[Extracted data entries]
•••••
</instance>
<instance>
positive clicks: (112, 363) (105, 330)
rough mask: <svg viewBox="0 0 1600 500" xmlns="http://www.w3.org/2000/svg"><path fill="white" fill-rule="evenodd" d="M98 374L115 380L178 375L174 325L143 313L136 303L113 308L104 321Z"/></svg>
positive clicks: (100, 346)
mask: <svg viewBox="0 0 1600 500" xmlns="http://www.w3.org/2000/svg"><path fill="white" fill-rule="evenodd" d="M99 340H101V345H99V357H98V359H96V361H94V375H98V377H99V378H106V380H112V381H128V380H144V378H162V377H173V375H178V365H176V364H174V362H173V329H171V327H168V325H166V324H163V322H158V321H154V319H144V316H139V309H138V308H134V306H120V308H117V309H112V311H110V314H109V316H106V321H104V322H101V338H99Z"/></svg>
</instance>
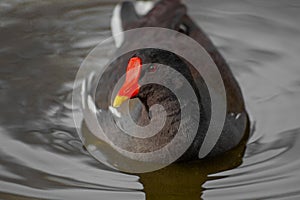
•••••
■ THE TASK ■
Find each line in the rows above that contains the string "positive", and copy those lines.

■ OUTPUT OF THE EXERCISE ■
positive clicks: (112, 363) (105, 330)
positive clicks: (100, 346)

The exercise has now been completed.